[Opening TEXT PROVIDED section]

In the little time I have left, let me answer the question asked by my hon. Friend the Member for North East Derbyshire about how we can create better architecture to ensure that we and future Governments can be more fiscally responsible. We have done so in a number of ways. Our greatest step was the creation of the OBR, an institution that is now maturing and respected and will be retained on a cross-party basis in the future. It has enabled commentators and Members to have greater confidence in the figures—of course, there may be more that could be done in that respect. This year, we will institute the first zero-based spending review, which will look at all Government spending. We have taken account of the parallel with Chile, which has adopted that model in that past.

On longer-term spending, we have created the National Infrastructure Commission, which was designed to ensure that the Government think about the long-term challenges and invest appropriately within a defined spending envelope, guiding investments in our infrastructure according to a clear economic strategy. We have also taken action to ensure that our public accounts are among the world’s most transparent—they have been certified as such by the International Monetary Fund, for example. Most recently, the Chancellor announced the retirement of the private finance initiative, so that we continue to ensure that when our accounts are scrutinised, they are as clear and transparent as possible and we are always seeking to derive the greatest value for money for the taxpayer.

[Closing TEXT PROVIDED section]

**EXERCISE**
Extend the parliamentary speech on fiscal responsibility above, picking up after its final sentence.

[Opening RECORD EXTRACTS section]

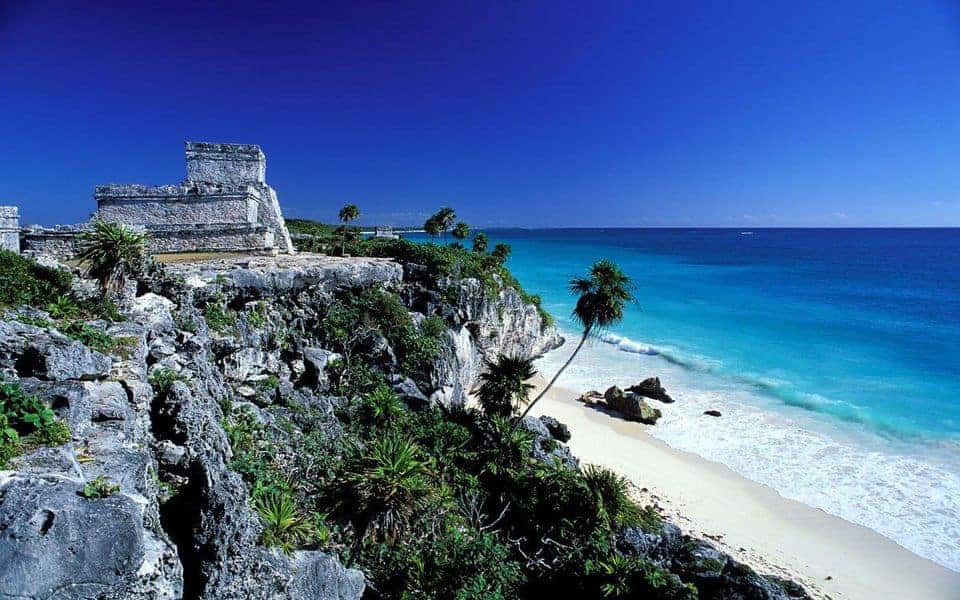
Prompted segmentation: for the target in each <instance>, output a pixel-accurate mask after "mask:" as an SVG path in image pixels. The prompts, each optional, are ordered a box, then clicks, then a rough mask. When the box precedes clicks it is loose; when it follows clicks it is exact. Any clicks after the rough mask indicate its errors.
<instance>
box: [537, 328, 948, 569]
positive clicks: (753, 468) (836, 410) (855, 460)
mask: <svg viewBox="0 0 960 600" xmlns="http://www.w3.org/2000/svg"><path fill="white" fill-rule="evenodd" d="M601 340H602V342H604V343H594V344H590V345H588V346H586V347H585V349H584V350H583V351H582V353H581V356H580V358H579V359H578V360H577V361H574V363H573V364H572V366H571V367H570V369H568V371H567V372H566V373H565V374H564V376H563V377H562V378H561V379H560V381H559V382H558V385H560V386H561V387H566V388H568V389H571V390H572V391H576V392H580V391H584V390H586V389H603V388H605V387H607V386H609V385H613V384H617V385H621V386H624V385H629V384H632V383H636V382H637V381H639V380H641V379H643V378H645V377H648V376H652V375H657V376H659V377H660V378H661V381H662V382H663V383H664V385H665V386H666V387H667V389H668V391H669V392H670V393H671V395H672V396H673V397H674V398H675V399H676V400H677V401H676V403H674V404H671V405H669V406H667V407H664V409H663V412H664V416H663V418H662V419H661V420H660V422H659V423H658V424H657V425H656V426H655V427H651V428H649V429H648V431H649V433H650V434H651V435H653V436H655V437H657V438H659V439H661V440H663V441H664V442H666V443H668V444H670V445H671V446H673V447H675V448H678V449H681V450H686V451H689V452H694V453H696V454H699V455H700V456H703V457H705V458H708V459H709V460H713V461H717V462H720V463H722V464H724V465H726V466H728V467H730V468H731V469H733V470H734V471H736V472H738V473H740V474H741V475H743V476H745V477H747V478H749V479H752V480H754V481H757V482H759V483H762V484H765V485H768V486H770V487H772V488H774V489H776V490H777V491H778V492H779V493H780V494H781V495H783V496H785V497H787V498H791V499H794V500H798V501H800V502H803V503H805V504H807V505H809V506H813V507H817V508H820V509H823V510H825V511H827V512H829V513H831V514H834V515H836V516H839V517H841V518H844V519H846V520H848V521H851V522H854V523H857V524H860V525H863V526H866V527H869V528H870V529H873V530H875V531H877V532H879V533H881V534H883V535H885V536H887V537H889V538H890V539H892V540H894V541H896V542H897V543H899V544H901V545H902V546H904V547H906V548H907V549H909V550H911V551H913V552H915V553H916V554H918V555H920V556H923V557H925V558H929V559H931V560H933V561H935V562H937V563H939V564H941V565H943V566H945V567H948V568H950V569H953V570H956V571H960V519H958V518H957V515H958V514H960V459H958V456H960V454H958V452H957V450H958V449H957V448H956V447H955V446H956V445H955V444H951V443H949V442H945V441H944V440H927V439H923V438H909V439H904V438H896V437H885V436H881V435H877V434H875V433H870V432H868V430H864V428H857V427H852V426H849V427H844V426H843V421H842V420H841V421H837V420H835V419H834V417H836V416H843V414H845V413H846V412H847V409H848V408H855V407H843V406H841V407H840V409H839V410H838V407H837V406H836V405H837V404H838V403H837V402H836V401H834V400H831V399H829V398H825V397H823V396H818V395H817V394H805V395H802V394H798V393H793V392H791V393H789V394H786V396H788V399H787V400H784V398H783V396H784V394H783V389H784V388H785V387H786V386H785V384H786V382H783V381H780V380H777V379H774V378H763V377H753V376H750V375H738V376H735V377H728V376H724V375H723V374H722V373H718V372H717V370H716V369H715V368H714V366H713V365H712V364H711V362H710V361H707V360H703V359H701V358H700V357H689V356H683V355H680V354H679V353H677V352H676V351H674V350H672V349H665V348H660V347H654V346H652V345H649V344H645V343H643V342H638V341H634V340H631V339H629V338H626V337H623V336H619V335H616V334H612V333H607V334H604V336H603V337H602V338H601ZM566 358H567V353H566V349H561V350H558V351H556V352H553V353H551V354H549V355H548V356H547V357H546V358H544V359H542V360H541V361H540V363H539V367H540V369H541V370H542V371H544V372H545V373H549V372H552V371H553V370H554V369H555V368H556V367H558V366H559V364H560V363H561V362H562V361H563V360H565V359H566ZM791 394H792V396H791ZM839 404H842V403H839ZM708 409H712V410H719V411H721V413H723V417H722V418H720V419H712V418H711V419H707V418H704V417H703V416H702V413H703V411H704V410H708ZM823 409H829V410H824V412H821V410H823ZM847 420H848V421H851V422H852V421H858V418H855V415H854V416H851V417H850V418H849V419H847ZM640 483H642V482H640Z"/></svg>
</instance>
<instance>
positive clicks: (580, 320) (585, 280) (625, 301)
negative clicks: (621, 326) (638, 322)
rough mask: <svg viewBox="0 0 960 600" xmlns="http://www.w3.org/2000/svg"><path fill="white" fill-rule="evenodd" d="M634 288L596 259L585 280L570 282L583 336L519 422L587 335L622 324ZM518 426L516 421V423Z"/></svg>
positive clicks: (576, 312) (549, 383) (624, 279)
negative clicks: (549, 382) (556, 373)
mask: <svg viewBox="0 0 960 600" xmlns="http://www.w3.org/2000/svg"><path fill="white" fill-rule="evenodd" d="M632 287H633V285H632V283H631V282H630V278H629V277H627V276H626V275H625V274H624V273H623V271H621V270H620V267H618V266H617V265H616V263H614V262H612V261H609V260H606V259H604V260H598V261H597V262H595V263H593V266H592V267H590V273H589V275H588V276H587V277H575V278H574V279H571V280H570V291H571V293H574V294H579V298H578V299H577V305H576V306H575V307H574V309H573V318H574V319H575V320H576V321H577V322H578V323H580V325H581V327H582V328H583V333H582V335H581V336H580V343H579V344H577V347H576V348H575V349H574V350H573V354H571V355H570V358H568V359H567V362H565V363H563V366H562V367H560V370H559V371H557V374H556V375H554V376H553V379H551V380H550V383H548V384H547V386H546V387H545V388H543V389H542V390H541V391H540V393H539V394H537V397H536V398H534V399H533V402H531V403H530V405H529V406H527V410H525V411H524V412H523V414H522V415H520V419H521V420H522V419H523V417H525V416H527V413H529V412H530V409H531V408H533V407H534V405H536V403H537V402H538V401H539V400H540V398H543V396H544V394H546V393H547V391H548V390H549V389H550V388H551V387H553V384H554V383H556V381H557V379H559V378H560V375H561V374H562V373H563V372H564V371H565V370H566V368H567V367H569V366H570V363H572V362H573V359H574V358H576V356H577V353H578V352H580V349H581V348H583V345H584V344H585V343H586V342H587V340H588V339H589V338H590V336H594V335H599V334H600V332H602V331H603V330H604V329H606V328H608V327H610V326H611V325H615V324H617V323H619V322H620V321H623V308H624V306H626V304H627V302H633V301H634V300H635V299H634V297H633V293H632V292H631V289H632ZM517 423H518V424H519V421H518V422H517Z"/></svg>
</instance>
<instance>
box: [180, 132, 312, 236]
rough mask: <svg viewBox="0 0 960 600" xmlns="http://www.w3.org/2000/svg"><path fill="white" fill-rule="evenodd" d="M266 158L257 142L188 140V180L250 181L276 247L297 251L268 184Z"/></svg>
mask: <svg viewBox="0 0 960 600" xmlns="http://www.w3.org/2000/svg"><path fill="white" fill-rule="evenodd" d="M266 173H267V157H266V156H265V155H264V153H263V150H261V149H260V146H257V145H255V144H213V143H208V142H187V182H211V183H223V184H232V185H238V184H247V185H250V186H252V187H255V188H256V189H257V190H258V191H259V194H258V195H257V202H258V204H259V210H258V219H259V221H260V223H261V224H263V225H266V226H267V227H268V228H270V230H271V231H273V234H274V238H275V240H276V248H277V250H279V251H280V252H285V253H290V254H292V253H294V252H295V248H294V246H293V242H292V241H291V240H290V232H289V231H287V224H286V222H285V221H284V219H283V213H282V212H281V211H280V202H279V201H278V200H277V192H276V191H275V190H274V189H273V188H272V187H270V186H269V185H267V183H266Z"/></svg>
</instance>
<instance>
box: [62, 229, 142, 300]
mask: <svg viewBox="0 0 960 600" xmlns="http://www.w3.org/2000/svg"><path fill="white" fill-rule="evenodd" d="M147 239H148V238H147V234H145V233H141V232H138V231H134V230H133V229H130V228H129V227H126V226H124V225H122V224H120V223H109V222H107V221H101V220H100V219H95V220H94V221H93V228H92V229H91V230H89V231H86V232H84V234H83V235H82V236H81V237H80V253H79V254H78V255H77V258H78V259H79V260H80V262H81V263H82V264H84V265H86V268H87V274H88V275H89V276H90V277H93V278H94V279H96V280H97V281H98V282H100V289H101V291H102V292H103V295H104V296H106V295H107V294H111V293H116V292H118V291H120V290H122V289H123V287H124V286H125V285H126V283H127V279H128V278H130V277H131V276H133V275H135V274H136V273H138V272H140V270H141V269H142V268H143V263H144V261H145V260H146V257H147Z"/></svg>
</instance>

[Closing RECORD EXTRACTS section]

**FINAL ANSWER**
We have also sought to distinguish clearly between day-to-day consumption—important though such investment is for the future of the economy, whether it is in the police, in education or in the health service—and the long-term economic infrastructure investments that will really drive the economy forward. Over this Parliament, we will make the greatest investment in such economic infrastructure—our roads, our railways, our digital infrastructure—by any Government since the 1970s.

I thank my hon. Friend the Member for North East Derbyshire for his remarks. This is an extremely important and timely debate. He made his case in his usual eloquent way, as one of the great champions in this House of smaller Government, lower taxes and fiscal responsibility. If only there were more colleagues who followed his example.